TASK OBJECTIVE
Extract every line of the listing below that contains the string "ball", treating case as significant.

INFORMATION SHOWN

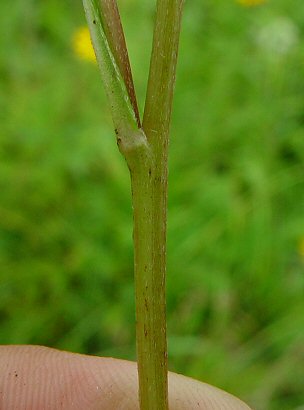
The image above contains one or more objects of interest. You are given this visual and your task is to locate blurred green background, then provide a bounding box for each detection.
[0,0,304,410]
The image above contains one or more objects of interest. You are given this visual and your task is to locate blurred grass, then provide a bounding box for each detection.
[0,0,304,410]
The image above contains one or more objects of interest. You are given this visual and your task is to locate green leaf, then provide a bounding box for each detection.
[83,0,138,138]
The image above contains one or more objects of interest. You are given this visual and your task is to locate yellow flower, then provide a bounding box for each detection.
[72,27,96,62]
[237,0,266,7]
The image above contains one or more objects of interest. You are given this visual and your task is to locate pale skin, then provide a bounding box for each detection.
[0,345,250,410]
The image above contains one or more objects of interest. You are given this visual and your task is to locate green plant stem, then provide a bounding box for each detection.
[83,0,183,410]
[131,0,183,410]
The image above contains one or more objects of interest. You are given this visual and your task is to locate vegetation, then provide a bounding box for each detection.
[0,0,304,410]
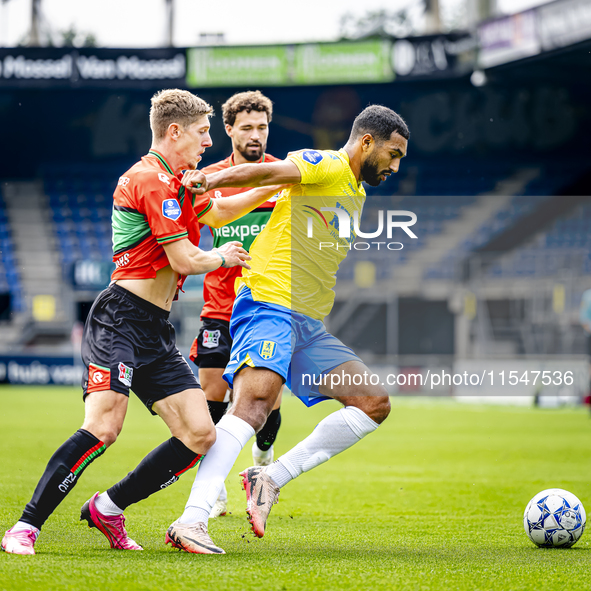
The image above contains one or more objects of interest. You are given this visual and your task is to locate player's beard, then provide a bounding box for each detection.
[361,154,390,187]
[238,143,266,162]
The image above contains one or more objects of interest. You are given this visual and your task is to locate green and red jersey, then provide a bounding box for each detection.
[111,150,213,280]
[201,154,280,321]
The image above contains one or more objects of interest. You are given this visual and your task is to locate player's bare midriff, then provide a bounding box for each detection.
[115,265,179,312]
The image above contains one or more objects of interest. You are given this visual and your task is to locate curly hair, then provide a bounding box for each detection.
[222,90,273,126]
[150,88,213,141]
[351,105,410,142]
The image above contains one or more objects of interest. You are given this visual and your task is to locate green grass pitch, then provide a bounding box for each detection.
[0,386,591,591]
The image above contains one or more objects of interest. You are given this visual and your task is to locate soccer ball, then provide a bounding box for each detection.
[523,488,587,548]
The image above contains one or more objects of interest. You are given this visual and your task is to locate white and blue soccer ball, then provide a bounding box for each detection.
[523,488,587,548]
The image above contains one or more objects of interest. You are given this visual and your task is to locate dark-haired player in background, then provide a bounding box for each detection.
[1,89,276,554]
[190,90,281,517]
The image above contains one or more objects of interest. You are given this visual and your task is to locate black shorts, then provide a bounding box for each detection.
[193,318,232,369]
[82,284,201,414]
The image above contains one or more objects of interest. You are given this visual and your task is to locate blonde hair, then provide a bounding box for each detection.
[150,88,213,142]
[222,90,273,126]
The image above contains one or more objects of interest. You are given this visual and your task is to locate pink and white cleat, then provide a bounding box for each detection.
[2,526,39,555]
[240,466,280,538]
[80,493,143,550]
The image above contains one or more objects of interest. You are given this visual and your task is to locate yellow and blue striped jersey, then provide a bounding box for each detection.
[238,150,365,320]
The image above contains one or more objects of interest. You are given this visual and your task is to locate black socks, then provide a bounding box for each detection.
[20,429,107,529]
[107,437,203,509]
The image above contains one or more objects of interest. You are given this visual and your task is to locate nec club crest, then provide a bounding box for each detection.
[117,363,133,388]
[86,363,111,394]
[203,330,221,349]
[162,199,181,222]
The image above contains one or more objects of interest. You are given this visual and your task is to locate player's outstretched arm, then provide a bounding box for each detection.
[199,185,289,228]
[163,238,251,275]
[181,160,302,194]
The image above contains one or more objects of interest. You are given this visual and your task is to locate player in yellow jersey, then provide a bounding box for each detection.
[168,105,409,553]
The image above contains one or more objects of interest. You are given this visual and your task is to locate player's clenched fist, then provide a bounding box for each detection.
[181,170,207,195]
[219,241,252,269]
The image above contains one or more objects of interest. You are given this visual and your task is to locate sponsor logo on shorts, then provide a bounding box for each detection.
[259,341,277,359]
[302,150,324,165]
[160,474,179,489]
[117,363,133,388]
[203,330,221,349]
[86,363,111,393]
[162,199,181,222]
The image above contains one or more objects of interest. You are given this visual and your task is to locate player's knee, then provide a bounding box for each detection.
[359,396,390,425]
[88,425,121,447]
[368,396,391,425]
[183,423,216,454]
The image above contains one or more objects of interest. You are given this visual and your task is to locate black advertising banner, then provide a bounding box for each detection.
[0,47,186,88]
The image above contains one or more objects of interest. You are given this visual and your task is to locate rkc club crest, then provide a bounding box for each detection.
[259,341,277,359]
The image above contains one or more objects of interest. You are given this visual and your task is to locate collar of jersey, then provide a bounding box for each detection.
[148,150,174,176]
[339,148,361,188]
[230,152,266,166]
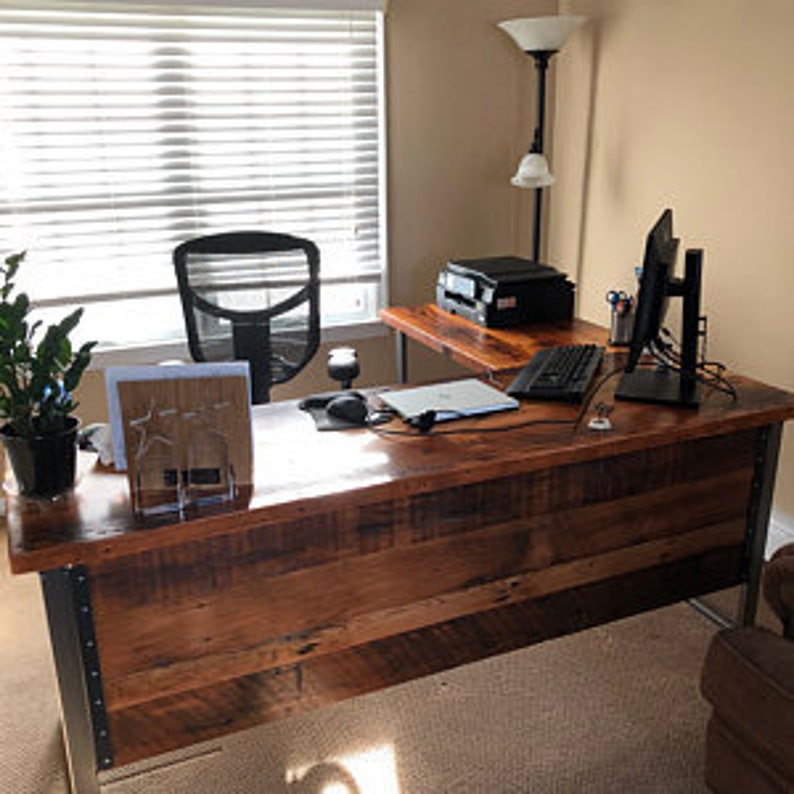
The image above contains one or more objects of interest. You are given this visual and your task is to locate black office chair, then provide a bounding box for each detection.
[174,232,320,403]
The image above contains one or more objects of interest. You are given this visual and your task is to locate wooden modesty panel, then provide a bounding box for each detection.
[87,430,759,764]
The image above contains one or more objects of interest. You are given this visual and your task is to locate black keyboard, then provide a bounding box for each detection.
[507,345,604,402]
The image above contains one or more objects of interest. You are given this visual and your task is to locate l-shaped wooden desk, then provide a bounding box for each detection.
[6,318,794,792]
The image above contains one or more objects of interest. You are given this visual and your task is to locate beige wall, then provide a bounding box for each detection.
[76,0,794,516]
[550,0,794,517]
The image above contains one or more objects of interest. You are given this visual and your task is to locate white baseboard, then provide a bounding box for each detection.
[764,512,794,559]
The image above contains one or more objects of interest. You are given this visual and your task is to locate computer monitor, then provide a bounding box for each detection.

FULL SOLUTION
The image above contains one or more objects of interest. You are given this visual and your task is to locate soccer ball, then provide a bounding box for each detection.
The image above contains one or more objects of interest. You are given this visual and your task is to locate white and blue soccer ball, then provide a bounding box for each detection.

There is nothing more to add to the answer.